-- 本文 --
—————

よく、English Boot Campでは子供英会話はやらないんですか、という問い合わせをいただきます。
結論から言いますと、子供英会話をする予定はありません。
子供(高校生以下)の生徒さんは取らないことにしています。
理由はというと、子供は、ネイティブに習うほうがメリットが大きいと思うからです。
ネイティブの発音を聞いてダイレクトに吸収することができる脳の柔軟性を持っている時期なので、
日本人による日本語を介したレッスンは必要ありません。
というより、むしろ小さいうちはダイレクトメソッド(母国語を介さない教授法)で
外国語を学んだほうが効果的なのです。
最近、小学校で英語の授業を取り入れるようになりました。
これに対して、さまざまな意見や波紋があるように思います。
まず、小学校の教諭に英語を教えられる人がいない。
だから、大手英会話スクールなどで、付け焼刃の教育を施しているのが実情です。
はっきり言って、これならやらないほうがマシです。
誤解して欲しくないのは、私は、子供の頃から何も英語をやらなくてもいいではないか、
と言っているのではないということです。
子供の頃から外国語をやる必要がない、という理由が私には思い当たらないし、
理解できません。
絶対音感というのが年齢的に限りがあるように、
言葉も小さいうちから始めたほうがいいのは間違いありません。
楽器やそろばん、体操といったものを習うのに、
大人になってからより小さいうちから始めたほうがいいと思うでしょう?
なのに、言葉に限って「いやいや、子供のうちからやる必要はない」というのは、
矛盾していると思います。
ただ、今の日本の学校教育では、まともに教えられていない。
それでは意味がないと、私は思うのです。
仕事がら友人知人から、どうすればうちの子もバイリンガルになれるの、
と相談を受けることがあります。
英会話スクールに通わせたほうがいいのか、数十万する高い教材を買うのがいいのか、
いつの世も、親というのは子のために心血を注ぐものなのです。

—————

-- 行の一覧 --
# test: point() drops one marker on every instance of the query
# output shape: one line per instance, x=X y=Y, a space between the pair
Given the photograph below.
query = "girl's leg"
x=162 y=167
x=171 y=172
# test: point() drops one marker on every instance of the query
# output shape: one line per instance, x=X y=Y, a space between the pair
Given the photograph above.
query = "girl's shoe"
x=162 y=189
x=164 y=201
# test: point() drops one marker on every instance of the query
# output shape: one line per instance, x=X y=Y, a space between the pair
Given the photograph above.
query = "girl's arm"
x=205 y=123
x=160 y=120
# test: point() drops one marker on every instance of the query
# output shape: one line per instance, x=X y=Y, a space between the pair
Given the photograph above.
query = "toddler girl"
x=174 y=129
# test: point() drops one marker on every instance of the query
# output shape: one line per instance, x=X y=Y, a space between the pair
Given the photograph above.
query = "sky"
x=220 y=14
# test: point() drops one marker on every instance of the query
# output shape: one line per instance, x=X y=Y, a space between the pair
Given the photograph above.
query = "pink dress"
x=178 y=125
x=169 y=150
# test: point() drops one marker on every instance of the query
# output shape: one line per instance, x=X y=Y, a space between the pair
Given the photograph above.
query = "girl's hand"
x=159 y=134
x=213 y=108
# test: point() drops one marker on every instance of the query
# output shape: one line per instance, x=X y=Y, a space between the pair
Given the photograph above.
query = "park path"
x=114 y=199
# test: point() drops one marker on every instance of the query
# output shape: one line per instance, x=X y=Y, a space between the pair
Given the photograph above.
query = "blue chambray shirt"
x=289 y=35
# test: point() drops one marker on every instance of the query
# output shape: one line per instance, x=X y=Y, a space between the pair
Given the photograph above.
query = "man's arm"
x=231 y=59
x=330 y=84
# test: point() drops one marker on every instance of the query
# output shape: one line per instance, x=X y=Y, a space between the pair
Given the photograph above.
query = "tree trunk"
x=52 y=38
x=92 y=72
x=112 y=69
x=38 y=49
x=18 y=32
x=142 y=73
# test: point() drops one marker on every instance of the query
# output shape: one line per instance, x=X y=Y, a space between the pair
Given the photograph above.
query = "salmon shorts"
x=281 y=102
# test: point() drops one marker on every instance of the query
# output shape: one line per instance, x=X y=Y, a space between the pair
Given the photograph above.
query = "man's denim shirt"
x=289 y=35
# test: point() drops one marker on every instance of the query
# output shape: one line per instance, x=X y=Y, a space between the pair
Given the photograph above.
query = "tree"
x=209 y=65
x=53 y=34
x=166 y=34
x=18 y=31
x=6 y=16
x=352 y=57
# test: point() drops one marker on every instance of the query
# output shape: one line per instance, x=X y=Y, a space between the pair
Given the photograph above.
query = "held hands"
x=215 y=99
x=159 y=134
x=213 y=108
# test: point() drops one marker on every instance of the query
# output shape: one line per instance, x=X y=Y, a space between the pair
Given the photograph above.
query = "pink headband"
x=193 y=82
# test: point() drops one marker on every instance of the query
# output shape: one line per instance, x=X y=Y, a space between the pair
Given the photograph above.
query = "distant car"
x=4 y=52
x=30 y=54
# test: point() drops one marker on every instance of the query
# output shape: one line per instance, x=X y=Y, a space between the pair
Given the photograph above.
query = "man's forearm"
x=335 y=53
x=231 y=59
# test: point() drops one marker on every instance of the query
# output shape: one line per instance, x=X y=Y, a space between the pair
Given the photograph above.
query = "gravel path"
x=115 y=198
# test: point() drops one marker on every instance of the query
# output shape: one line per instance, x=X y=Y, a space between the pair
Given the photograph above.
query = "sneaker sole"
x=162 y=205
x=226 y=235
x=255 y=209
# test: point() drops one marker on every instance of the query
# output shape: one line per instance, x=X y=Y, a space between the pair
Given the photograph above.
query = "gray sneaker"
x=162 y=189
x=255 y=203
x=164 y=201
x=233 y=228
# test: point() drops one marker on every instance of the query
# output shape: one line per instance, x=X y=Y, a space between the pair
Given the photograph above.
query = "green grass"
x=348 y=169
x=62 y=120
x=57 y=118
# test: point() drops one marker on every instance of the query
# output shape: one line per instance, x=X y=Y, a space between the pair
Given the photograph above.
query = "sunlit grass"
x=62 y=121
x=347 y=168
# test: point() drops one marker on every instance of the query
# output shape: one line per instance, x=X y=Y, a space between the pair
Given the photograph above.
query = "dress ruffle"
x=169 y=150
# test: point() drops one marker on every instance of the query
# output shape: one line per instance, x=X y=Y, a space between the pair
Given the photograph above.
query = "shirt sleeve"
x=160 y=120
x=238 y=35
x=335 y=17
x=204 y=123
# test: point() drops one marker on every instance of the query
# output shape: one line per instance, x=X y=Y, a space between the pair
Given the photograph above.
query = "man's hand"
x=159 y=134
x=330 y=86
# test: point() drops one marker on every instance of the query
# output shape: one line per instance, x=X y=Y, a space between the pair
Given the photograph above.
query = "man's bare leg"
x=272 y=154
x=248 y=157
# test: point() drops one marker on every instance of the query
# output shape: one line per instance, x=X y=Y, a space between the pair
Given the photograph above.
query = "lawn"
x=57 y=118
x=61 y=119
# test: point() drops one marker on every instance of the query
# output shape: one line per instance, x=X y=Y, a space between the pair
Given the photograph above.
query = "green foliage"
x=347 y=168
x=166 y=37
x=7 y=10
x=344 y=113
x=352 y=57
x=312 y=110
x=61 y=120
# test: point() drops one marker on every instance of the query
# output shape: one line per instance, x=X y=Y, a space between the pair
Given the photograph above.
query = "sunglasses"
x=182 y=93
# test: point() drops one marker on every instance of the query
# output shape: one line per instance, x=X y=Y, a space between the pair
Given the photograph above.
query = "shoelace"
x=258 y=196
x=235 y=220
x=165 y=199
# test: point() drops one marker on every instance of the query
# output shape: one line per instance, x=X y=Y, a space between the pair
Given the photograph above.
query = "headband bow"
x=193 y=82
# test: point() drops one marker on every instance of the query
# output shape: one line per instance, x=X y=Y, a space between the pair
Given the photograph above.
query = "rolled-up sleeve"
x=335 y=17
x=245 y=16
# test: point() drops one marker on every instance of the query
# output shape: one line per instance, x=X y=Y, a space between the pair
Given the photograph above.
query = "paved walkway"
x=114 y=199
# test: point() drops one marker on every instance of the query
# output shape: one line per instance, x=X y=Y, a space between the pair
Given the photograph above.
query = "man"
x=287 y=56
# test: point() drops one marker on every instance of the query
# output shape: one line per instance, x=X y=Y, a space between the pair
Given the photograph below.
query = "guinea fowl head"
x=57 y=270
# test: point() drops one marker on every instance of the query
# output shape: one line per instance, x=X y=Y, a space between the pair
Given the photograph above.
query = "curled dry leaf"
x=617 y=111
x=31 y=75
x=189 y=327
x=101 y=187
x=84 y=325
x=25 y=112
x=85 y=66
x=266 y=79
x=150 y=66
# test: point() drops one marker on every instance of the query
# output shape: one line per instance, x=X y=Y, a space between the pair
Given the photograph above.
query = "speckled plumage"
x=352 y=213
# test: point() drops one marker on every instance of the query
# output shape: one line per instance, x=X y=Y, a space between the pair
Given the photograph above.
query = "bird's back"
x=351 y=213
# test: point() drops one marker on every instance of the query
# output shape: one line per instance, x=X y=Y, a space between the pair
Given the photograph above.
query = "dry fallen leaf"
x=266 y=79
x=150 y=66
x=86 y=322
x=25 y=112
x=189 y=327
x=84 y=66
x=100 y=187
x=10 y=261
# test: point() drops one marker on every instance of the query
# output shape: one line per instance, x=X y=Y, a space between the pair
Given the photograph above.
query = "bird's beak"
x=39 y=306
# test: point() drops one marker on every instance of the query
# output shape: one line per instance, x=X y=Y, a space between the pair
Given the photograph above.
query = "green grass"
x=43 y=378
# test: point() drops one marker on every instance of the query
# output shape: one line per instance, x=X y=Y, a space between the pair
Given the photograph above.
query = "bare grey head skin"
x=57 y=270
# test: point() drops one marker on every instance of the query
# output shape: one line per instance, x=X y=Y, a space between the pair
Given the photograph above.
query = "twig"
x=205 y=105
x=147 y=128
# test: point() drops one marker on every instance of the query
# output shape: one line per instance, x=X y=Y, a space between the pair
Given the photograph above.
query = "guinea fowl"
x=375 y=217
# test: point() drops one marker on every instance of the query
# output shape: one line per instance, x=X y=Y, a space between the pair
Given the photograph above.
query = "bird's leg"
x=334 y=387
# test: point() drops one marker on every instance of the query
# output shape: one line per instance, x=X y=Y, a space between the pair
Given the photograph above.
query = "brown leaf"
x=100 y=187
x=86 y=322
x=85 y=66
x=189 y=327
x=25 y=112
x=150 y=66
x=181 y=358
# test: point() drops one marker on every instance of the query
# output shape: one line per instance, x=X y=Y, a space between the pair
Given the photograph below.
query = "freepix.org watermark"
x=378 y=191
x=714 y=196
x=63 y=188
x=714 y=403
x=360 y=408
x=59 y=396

—————

-- 取り組む課題 --
• 1. 本文によると、English Boot Campが取らないことにしている生徒は誰ですか。
• 2. 本文を「はっきり言って、これならやらないほうがマシです。」から「矛盾していると思います。」まで、末尾の語も含めてそのまま書き写してください。
• 3. 子供の英語教育を扱った本文を、最後の文の後から書き継いでください。
行は参照しなくてかまいません。

-- 回答 --
• 1. 子供(高校生以下)の生徒です。

• 2.
はっきり言って、これならやらないほうがマシです。
誤解して欲しくないのは、私は、子供の頃から何も英語をやらなくてもいいではないか、
と言っているのではないということです。
子供の頃から外国語をやる必要がない、という理由が私には思い当たらないし、
理解できません。
絶対音感というのが年齢的に限りがあるように、
言葉も小さいうちから始めたほうがいいのは間違いありません。
楽器やそろばん、体操といったものを習うのに、
大人になってからより小さいうちから始めたほうがいいと思うでしょう?
なのに、言葉に限って「いやいや、子供のうちからやる必要はない」というのは、
矛盾していると思います。

• 3.
そういう場合、私はこう答えます。
親がバイリンガルである場合とない場合で状況は大きく違ってくる、と。
1.親がバイリンガル、またはどちらかが英語ネイティブの場合
親のどちらかが外国人や英語ネイティブだと、子供は自然にバイリンガルになる。
そう思われている節があるように思いますが、実際はそうではありません。
私の知り合いで、ハーフ(今はダブルと言うようですね)なのに日本語しか話せない、
という子供が何人もいます。
国際結婚の中でも、英語を母国語とする欧米人の場合、圧倒的に多いのが、
欧米人男性と日本人女性の結婚です。
すると、母親は日本語が母国語となるわけですね。
この場合、子供の言語発達は、母親の英語力にかかっていると言っても過言ではありません。
母親が英語が流暢で、夫婦間の会話を英語がデフォルトということにしておくと、
子供は日英バイリンガルに育ちます。
一般的に、赤ん坊は母親と過ごす時間が圧倒的に長い。
なので、最初に覚える言葉はまず日本語です。
そこで、母親の英語力が低かったとしましょう。
父親の日本語能力がそこそこである場合、夫婦間の会話は日本語になります。
すると、赤ん坊は日本語しか聞かないで育つことになります。
日本で住んでいるわけですから、近所の子供も学校の同級生もみな日本語を話します。
慌てて、父親が子供に英語で話しかけてももう遅い。
なぜなら、子供は父親が日本語を理解することを知っているからです。
このパターンは結構多く、私の友人などでも、子供が英語を覚えないので困っている、
と悩んでいる人をちらほら見かけます。
ただ、国際カップルの場合、父親の国に子供を連れて行くという最終手段が残されています。
高校生くらいの時に、海外に出てしまえば、子供は諦めて英語を話します(笑)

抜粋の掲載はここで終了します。